* **INSTRUCTIONS TO FOLLOW**
Beginning with the line where "Task: place one keypoint per instance of the sofa cushion" appears, retype every remaining line of the data below, both the first and last included.

* **TASK INPUT**
**********

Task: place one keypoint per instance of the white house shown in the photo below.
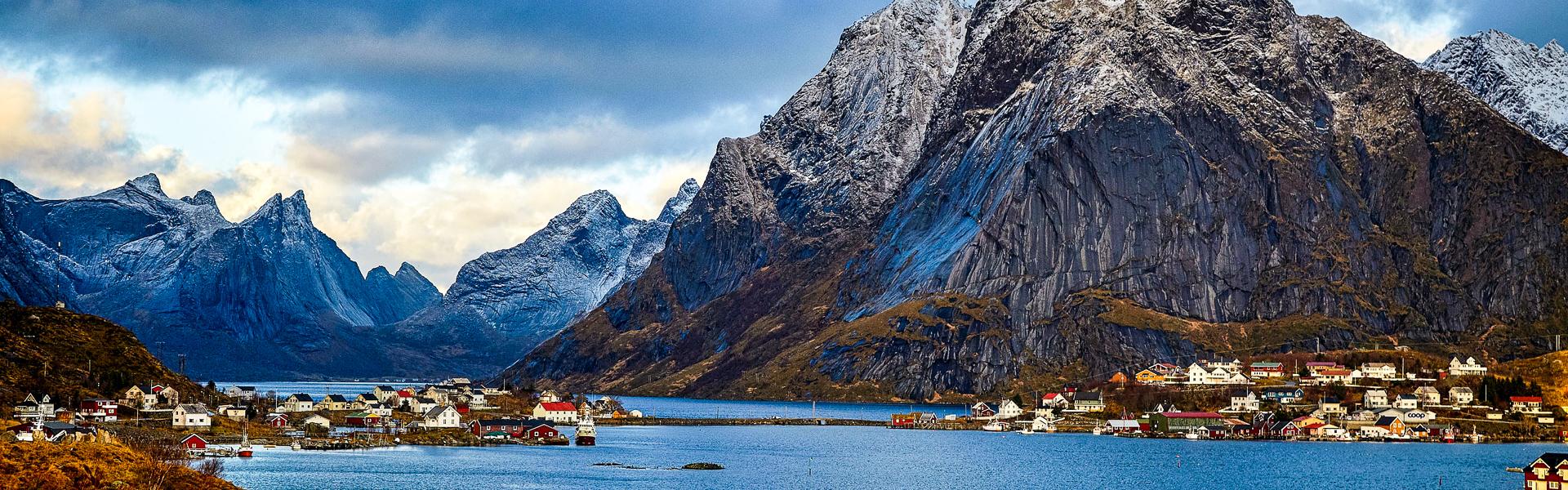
(1375, 399)
(192, 415)
(1470, 367)
(1089, 401)
(298, 403)
(1009, 410)
(317, 420)
(421, 404)
(378, 408)
(1332, 430)
(1374, 432)
(1460, 396)
(1380, 371)
(555, 412)
(1244, 401)
(333, 403)
(443, 416)
(245, 393)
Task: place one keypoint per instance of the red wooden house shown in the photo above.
(276, 420)
(1548, 471)
(194, 442)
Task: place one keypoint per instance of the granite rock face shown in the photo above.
(826, 163)
(529, 292)
(1097, 185)
(265, 297)
(1526, 83)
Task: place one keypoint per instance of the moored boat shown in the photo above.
(587, 434)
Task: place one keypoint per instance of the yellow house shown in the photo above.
(1150, 377)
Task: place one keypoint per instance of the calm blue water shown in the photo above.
(670, 408)
(875, 457)
(675, 408)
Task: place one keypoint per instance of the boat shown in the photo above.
(586, 432)
(245, 442)
(1043, 425)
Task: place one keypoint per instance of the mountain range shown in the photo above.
(964, 200)
(1048, 192)
(274, 296)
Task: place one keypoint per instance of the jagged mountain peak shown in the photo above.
(278, 207)
(1526, 83)
(408, 267)
(679, 203)
(148, 183)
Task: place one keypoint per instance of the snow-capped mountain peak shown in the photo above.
(1526, 83)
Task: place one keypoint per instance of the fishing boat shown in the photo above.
(245, 442)
(1043, 425)
(587, 432)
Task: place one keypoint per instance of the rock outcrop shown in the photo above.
(529, 292)
(1526, 83)
(261, 299)
(1097, 185)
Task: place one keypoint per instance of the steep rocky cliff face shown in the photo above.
(529, 292)
(400, 294)
(1098, 185)
(270, 296)
(822, 168)
(1526, 83)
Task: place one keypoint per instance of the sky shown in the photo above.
(434, 131)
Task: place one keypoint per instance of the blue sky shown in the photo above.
(434, 131)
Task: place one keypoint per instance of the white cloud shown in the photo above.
(386, 197)
(1414, 29)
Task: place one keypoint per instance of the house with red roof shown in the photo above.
(1548, 471)
(194, 442)
(1525, 404)
(1184, 421)
(555, 412)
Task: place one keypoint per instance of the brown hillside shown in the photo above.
(93, 466)
(1549, 371)
(73, 357)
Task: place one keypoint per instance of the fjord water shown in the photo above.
(666, 408)
(875, 457)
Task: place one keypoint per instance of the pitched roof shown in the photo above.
(559, 408)
(1192, 415)
(436, 410)
(1552, 459)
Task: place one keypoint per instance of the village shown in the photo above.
(1267, 399)
(455, 412)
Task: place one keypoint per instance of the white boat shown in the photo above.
(1043, 425)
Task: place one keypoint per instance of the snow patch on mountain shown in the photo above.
(1526, 83)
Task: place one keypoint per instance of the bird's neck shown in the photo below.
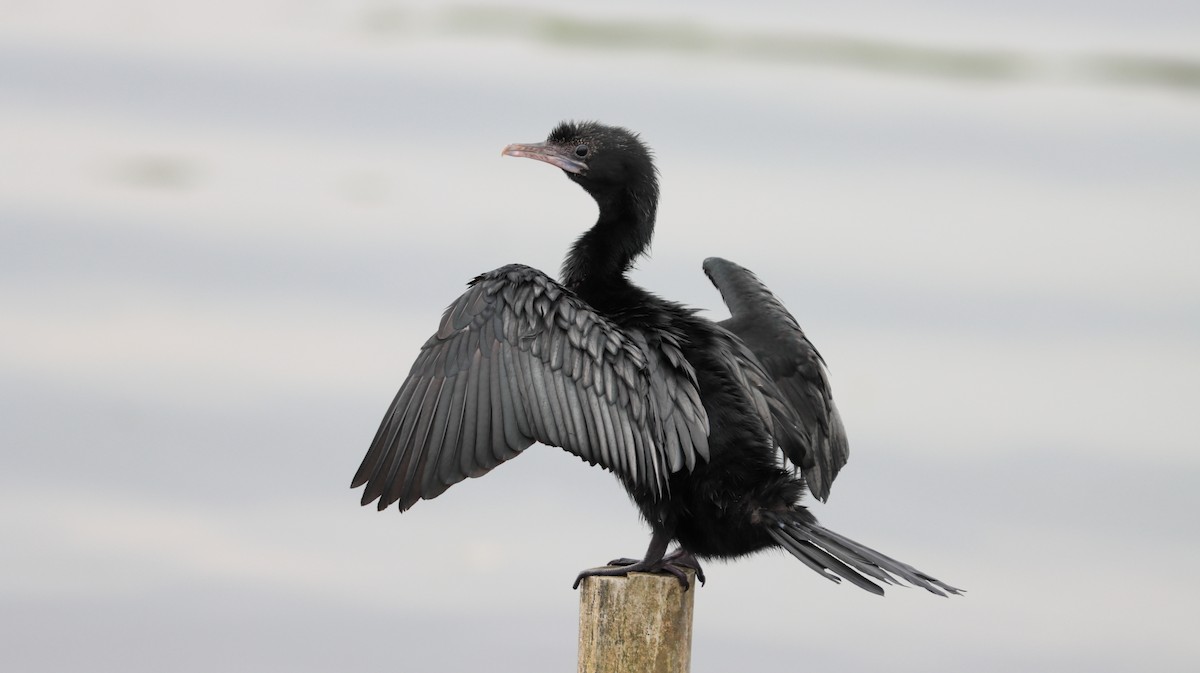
(601, 257)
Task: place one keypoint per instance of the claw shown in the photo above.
(671, 565)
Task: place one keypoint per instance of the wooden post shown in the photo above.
(635, 624)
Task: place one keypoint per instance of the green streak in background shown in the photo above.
(685, 36)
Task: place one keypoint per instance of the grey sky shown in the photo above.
(225, 232)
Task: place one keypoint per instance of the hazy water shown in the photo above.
(226, 233)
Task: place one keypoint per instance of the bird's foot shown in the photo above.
(673, 564)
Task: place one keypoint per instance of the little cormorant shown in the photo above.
(703, 424)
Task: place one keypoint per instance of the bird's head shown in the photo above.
(601, 158)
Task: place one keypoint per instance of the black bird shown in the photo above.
(703, 424)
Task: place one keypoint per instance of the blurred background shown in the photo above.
(226, 228)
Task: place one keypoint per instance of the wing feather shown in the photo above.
(761, 322)
(519, 359)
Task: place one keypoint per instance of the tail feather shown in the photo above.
(837, 557)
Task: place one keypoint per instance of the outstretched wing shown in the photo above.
(777, 341)
(520, 359)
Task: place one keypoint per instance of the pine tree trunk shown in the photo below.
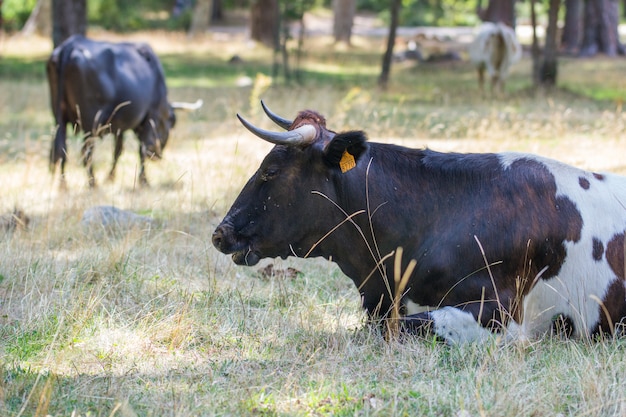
(570, 40)
(498, 11)
(548, 70)
(344, 11)
(201, 17)
(391, 40)
(601, 18)
(264, 22)
(69, 17)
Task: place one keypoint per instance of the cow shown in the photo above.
(495, 49)
(494, 245)
(103, 87)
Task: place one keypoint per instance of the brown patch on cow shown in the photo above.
(615, 254)
(613, 308)
(308, 117)
(598, 249)
(584, 182)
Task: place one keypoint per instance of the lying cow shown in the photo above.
(501, 242)
(104, 87)
(494, 50)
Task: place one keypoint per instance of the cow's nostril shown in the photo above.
(217, 238)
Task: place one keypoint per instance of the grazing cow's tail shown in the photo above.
(55, 71)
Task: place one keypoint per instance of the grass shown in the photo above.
(156, 322)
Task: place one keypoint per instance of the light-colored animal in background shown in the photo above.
(494, 49)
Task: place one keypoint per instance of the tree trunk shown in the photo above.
(69, 17)
(601, 18)
(217, 11)
(344, 11)
(534, 52)
(497, 11)
(39, 20)
(201, 17)
(391, 40)
(570, 40)
(264, 21)
(548, 70)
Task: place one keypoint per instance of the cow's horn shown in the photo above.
(302, 136)
(187, 106)
(280, 121)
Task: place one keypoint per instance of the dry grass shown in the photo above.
(157, 322)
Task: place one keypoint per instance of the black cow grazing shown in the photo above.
(501, 242)
(104, 87)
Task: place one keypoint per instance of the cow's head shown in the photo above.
(281, 210)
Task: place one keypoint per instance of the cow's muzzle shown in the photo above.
(226, 241)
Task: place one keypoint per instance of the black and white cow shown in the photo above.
(501, 242)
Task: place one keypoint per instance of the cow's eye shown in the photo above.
(269, 173)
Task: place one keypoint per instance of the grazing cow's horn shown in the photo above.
(187, 106)
(280, 121)
(302, 136)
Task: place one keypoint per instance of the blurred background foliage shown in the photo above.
(123, 15)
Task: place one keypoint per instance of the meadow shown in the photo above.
(155, 322)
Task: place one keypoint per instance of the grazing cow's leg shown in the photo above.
(481, 77)
(448, 323)
(496, 85)
(117, 151)
(87, 152)
(143, 181)
(58, 152)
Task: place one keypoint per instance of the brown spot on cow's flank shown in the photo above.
(598, 249)
(615, 255)
(584, 182)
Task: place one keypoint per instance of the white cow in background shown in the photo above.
(494, 49)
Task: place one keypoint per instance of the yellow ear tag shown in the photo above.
(347, 162)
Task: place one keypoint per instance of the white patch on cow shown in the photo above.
(456, 326)
(414, 308)
(582, 281)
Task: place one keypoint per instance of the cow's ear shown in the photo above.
(345, 149)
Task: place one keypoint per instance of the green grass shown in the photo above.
(156, 322)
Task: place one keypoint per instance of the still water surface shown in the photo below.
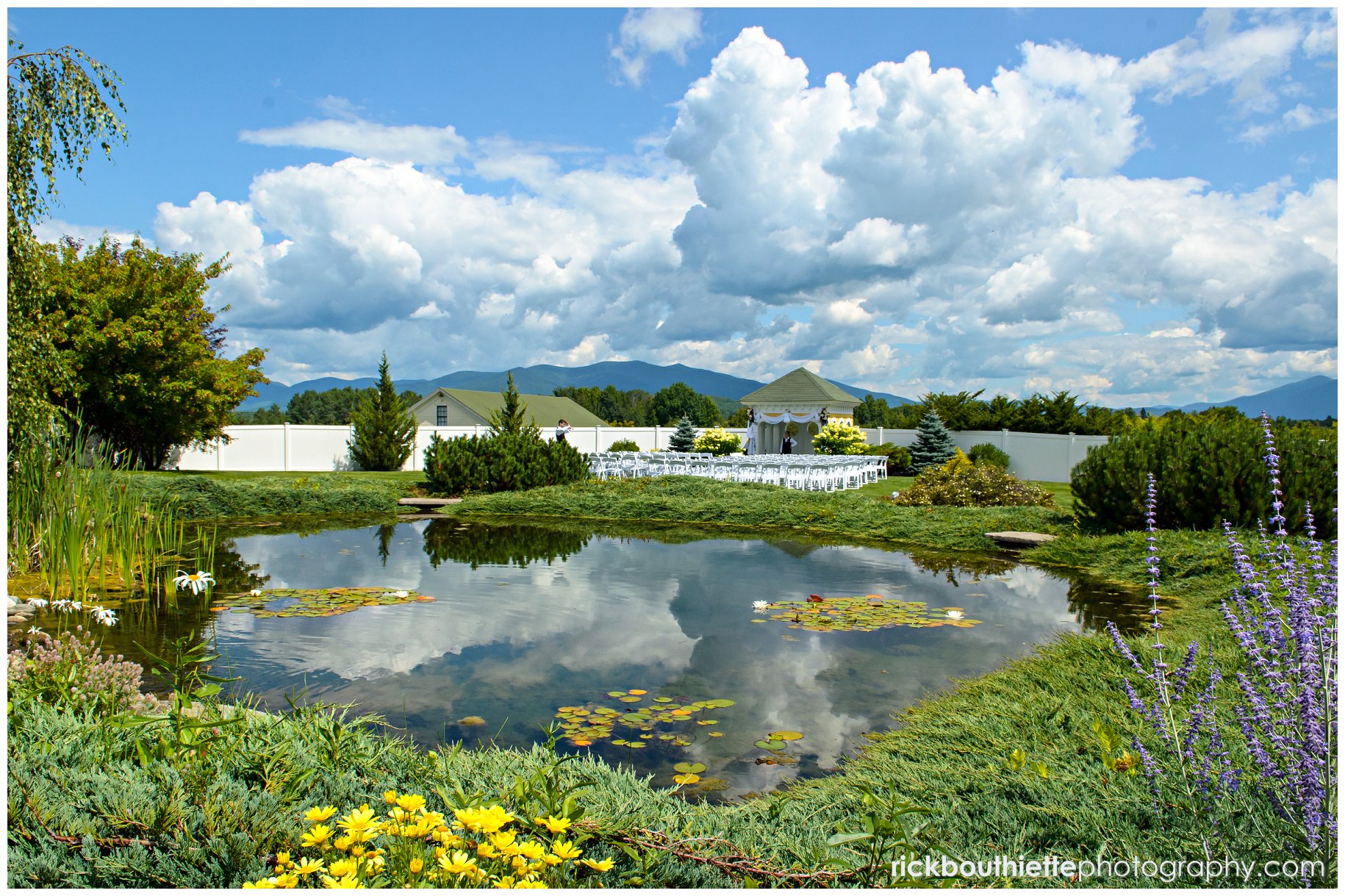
(530, 618)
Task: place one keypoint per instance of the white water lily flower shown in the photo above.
(197, 580)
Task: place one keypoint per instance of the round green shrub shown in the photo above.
(499, 462)
(985, 452)
(839, 439)
(717, 442)
(961, 484)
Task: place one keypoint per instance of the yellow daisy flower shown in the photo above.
(308, 865)
(567, 849)
(315, 837)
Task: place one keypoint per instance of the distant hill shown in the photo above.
(1312, 398)
(539, 380)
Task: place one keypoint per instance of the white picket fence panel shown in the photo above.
(293, 447)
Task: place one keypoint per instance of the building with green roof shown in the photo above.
(468, 408)
(799, 397)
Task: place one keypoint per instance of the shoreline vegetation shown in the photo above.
(1006, 764)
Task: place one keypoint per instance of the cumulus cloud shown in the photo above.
(646, 32)
(907, 232)
(419, 144)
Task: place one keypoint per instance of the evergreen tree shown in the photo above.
(933, 443)
(512, 419)
(385, 431)
(685, 436)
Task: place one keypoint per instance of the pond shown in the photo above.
(625, 635)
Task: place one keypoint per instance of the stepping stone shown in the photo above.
(1019, 539)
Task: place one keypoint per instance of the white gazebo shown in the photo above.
(799, 397)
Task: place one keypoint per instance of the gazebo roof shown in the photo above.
(798, 387)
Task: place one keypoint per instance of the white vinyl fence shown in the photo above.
(323, 448)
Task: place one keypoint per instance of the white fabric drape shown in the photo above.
(772, 419)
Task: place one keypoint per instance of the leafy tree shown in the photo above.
(146, 350)
(60, 107)
(260, 417)
(872, 412)
(385, 431)
(685, 436)
(512, 419)
(680, 400)
(933, 444)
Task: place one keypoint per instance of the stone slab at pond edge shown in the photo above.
(1019, 539)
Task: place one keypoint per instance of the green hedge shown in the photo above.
(1207, 471)
(207, 497)
(499, 462)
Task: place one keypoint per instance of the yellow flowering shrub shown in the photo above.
(413, 847)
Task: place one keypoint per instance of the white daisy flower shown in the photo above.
(197, 581)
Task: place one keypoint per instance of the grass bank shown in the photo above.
(212, 495)
(214, 824)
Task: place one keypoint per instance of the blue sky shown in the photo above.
(1136, 205)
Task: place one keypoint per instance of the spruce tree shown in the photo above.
(933, 443)
(512, 419)
(385, 429)
(685, 436)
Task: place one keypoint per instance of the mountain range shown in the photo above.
(539, 380)
(1312, 398)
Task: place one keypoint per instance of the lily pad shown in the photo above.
(312, 602)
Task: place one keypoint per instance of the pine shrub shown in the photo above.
(985, 452)
(717, 442)
(961, 484)
(685, 436)
(933, 443)
(1207, 471)
(499, 462)
(385, 429)
(839, 439)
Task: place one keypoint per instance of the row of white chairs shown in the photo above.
(807, 473)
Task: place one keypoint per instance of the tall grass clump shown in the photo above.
(77, 523)
(1272, 779)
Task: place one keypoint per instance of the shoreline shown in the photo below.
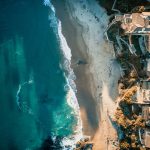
(97, 80)
(83, 79)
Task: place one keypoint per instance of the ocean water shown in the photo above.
(38, 106)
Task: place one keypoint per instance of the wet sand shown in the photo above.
(84, 79)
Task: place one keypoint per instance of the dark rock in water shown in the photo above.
(81, 62)
(50, 144)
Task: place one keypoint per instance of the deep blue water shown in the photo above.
(33, 102)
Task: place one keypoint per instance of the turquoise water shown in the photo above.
(33, 101)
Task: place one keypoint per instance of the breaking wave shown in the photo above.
(70, 87)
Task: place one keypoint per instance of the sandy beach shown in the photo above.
(83, 24)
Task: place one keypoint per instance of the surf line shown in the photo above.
(22, 104)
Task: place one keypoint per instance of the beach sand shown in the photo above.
(83, 24)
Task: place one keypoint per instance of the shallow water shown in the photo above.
(33, 102)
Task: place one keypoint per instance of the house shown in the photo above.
(143, 92)
(135, 23)
(147, 138)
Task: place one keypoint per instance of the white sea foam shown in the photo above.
(71, 87)
(70, 77)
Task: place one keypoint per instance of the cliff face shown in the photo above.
(123, 5)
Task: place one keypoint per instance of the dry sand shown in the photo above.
(83, 24)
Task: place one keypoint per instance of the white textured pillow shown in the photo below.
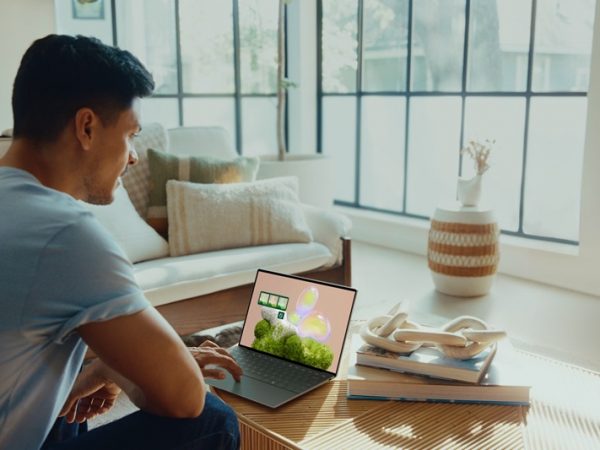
(204, 217)
(138, 240)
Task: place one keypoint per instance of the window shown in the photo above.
(214, 61)
(404, 84)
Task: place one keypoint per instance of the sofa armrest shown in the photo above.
(327, 228)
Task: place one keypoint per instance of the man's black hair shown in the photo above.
(59, 75)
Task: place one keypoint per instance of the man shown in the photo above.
(64, 283)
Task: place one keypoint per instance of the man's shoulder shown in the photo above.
(26, 199)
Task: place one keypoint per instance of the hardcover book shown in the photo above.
(427, 361)
(504, 383)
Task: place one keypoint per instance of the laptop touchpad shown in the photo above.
(252, 389)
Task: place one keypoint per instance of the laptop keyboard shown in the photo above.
(280, 373)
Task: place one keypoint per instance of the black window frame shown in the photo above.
(358, 94)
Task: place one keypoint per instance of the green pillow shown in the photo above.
(195, 169)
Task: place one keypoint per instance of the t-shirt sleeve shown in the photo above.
(82, 276)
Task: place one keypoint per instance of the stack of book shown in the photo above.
(495, 376)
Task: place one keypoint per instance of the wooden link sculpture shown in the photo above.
(462, 338)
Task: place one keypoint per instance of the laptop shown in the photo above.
(292, 338)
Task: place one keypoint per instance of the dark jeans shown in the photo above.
(216, 428)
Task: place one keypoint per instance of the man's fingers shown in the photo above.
(69, 404)
(213, 373)
(209, 344)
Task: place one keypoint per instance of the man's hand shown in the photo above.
(210, 353)
(92, 395)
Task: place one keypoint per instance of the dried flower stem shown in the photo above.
(479, 152)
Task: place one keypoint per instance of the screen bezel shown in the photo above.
(311, 280)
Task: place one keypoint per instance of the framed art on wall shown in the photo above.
(88, 9)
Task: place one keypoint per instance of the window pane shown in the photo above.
(340, 59)
(554, 164)
(563, 43)
(67, 23)
(503, 120)
(210, 112)
(258, 45)
(499, 33)
(162, 110)
(434, 143)
(437, 46)
(339, 137)
(147, 29)
(382, 152)
(259, 130)
(385, 34)
(206, 46)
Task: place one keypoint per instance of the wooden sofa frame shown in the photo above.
(230, 305)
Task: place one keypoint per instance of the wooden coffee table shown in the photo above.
(564, 411)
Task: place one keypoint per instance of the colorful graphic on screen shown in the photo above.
(298, 320)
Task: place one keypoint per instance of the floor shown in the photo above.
(554, 322)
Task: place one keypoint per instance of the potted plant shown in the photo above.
(314, 170)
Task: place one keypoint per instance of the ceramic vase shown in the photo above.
(462, 251)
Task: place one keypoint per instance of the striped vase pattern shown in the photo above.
(463, 250)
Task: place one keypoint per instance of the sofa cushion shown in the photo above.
(137, 239)
(137, 178)
(204, 217)
(201, 141)
(199, 169)
(172, 279)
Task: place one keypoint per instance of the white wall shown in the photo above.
(21, 22)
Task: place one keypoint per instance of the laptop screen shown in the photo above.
(298, 319)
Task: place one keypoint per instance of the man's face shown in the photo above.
(114, 152)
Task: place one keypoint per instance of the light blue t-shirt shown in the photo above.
(59, 269)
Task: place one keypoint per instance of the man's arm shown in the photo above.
(150, 363)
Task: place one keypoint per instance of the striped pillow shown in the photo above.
(197, 169)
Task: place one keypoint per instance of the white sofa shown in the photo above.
(213, 288)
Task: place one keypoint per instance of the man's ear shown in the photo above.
(86, 127)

**********

* **EXERCISE OUTPUT**
Task: place one keypoint per instance of the sofa cushion shown in the photo above.
(137, 239)
(137, 178)
(204, 217)
(201, 141)
(199, 169)
(172, 279)
Task: place one keypoint per instance of the white wall shown in the photo above.
(21, 22)
Task: place one keypoint per instance of the laptop screen shown in the photo above.
(298, 319)
Task: place one keypoint per instance of the man's face shown in the photo above.
(114, 152)
Task: place one keypoint per instance of the light blue t-shirt shown in the photo above.
(59, 269)
Task: place one keypoint per instance of the man's arm shown in the photo above.
(150, 363)
Task: place one keypoint per instance of the striped pillow shown in the photo above.
(197, 169)
Task: place one keypoint per instance of the white sofa shown in the photo above.
(213, 288)
Task: place one keypoint per instance of the man's ear shown in the photo above.
(86, 127)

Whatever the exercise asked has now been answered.